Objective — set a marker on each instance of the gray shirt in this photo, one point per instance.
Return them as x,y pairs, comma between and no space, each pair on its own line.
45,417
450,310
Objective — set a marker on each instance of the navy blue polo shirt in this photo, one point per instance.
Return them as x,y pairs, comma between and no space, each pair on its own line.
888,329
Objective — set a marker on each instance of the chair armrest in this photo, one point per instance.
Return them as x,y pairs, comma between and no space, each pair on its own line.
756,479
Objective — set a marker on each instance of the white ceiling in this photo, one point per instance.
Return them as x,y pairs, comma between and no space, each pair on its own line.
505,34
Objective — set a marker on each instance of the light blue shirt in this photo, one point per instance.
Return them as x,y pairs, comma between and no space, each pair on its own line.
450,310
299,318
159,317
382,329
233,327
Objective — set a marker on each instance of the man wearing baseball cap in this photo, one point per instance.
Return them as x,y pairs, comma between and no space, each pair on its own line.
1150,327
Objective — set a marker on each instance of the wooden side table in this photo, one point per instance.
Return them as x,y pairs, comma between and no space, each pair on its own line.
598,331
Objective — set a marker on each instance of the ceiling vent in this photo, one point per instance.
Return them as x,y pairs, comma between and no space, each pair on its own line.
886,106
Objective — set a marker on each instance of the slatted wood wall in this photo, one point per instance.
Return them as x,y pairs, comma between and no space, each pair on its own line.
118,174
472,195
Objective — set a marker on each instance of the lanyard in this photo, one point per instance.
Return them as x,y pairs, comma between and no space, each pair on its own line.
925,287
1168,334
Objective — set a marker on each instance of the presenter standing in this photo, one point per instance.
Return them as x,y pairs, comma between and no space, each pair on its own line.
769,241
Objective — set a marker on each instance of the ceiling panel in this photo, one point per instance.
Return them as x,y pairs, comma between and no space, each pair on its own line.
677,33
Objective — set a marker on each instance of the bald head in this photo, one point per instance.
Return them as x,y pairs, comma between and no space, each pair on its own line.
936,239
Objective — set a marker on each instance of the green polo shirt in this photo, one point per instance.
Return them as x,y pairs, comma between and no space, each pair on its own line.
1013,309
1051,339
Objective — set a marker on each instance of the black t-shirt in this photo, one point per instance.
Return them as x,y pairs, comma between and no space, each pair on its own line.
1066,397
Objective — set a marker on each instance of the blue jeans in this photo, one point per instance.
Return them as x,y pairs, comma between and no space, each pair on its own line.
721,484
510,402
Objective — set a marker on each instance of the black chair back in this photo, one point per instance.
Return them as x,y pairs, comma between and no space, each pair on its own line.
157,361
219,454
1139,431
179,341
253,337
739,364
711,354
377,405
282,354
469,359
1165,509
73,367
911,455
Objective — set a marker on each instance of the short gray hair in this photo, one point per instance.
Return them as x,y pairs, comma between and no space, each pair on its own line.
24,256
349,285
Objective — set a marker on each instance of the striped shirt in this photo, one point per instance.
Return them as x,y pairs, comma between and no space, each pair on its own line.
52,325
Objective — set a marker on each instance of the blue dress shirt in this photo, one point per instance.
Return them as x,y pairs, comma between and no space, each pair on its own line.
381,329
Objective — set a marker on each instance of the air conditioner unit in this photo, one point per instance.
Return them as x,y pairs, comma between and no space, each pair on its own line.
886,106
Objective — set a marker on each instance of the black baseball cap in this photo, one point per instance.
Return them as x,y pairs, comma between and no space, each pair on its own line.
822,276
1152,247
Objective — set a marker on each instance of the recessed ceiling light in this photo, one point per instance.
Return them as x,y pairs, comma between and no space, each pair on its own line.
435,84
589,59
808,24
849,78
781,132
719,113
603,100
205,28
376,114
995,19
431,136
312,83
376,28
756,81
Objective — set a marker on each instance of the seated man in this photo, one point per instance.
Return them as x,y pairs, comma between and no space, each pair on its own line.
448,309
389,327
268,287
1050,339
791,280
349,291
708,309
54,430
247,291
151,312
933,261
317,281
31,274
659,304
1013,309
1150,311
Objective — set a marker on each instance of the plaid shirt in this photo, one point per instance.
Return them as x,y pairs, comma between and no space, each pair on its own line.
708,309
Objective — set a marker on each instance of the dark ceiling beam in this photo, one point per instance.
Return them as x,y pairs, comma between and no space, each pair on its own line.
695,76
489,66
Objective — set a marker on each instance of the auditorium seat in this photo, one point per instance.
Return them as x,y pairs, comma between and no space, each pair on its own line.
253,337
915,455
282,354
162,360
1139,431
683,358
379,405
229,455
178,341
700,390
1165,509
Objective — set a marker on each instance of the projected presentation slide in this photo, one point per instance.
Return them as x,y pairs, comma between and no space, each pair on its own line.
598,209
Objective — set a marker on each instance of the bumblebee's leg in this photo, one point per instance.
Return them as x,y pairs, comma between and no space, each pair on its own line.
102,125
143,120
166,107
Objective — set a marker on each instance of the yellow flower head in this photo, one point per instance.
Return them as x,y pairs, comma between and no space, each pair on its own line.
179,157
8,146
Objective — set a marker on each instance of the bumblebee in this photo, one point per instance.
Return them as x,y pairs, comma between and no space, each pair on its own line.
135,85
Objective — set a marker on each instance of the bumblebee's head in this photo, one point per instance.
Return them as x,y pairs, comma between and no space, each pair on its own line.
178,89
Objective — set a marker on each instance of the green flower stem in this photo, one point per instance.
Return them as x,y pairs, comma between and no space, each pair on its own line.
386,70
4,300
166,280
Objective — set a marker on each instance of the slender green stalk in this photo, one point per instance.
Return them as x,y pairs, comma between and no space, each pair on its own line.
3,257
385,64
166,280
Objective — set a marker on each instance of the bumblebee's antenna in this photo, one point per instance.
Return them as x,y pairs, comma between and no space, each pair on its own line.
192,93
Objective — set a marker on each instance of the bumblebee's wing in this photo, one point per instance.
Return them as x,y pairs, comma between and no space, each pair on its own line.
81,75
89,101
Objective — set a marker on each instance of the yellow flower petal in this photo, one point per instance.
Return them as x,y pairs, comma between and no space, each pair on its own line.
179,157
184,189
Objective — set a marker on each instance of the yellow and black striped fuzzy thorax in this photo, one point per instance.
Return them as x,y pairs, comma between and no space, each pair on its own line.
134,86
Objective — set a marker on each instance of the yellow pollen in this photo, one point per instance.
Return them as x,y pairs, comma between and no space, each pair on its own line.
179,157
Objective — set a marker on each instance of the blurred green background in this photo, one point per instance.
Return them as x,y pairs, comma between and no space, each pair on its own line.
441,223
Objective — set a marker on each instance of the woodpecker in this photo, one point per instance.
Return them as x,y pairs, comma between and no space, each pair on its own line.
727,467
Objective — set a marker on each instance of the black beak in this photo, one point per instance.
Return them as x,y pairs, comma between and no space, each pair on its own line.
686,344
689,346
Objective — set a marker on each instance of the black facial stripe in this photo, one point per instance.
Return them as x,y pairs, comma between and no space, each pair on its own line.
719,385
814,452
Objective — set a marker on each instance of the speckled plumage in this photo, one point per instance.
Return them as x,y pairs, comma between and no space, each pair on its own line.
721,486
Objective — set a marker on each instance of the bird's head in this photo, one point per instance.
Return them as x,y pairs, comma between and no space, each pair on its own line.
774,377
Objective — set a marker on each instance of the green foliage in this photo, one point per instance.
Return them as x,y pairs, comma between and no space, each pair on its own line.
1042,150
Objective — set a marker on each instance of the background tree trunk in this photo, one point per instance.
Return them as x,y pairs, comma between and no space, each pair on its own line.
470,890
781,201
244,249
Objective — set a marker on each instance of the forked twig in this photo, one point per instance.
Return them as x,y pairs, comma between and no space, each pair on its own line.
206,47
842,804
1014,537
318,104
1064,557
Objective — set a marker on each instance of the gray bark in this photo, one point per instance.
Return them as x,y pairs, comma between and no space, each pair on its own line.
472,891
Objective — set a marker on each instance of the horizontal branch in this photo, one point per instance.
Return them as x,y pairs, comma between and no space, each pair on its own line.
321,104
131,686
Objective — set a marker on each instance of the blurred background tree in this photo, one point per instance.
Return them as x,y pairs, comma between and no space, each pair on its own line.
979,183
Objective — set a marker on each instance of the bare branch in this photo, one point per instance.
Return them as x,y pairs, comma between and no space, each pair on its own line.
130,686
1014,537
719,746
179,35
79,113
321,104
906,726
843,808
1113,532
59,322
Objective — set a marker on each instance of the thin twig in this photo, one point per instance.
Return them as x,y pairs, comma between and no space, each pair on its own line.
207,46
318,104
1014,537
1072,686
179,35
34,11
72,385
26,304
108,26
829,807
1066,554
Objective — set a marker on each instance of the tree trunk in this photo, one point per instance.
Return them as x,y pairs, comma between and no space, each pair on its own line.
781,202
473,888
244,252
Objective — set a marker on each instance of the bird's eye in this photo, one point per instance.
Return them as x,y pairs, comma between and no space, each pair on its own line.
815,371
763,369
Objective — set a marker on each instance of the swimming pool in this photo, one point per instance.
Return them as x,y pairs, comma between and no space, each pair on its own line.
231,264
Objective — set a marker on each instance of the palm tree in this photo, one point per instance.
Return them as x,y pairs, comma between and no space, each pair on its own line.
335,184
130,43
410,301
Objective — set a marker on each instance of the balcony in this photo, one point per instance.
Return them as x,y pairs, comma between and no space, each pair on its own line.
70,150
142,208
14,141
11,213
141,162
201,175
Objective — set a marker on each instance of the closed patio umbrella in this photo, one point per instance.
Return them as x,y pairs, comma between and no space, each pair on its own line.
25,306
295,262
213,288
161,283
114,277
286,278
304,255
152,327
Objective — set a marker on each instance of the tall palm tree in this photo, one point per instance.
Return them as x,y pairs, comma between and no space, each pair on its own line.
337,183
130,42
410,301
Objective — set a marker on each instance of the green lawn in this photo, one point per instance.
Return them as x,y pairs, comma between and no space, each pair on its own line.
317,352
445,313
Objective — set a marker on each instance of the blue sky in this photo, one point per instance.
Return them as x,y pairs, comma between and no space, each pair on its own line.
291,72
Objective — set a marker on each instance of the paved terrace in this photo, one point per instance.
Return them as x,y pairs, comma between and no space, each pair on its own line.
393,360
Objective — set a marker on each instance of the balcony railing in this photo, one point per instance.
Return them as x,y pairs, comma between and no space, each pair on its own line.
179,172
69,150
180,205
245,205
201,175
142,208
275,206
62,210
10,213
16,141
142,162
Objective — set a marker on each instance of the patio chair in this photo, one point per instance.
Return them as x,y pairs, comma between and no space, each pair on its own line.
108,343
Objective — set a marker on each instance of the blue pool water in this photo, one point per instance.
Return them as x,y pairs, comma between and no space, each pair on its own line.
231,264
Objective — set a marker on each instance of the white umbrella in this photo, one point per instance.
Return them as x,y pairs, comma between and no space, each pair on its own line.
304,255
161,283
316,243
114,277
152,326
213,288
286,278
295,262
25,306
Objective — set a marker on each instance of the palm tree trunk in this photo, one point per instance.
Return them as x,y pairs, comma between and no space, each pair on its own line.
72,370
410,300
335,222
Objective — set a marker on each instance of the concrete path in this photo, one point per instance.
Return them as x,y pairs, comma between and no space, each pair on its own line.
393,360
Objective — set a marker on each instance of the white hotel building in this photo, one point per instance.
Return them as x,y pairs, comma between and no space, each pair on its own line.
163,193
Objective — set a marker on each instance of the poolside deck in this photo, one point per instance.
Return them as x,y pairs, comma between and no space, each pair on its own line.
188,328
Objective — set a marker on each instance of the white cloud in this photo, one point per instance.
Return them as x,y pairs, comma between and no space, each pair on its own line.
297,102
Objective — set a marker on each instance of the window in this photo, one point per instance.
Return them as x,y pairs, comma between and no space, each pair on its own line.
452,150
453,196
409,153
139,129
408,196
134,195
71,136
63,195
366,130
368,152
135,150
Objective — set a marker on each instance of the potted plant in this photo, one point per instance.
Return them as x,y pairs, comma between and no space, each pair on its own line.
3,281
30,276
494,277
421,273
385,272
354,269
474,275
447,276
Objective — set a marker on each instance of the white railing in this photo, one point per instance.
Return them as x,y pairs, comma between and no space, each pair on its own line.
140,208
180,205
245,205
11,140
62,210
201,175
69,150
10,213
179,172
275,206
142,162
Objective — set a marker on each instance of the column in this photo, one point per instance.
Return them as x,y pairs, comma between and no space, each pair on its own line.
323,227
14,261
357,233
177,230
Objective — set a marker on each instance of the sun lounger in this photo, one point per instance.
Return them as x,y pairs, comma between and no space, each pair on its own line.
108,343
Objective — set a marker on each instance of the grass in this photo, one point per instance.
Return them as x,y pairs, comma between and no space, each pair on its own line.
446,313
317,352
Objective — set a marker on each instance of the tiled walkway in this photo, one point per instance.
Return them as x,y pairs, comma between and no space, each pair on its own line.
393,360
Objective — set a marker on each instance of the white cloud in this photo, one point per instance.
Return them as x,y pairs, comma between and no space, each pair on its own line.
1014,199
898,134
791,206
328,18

What this task involves: Render the lines from the one containing "Objective — set a marker on each instance of the sun" through the end of the records as a numbered list, leaving out any blank lines.

Problem solution:
1. Objective — set a marker on each instance of the sun lounger in this photo, one point per instance.
2. Return them as x,y pairs, comma between and no space, each pair on its own line.
3. 108,343
4. Objective — set a marker on each instance of the grass in this photo, one point per instance.
5. Return them as x,y pairs, comma between and no space, each pair on its own line.
6. 446,313
7. 317,352
8. Objective — set a marker on each instance of the tiled walkway in this photo, one point per instance.
9. Return them as x,y pairs, comma between and no space, each pair on its own line.
10. 393,360
11. Objective — set a marker on each instance of the white cloud in this photo, one point per instance.
12. Return them as x,y pairs, comma between and no space, each pair on its own line.
13. 1014,199
14. 898,134
15. 791,206
16. 328,18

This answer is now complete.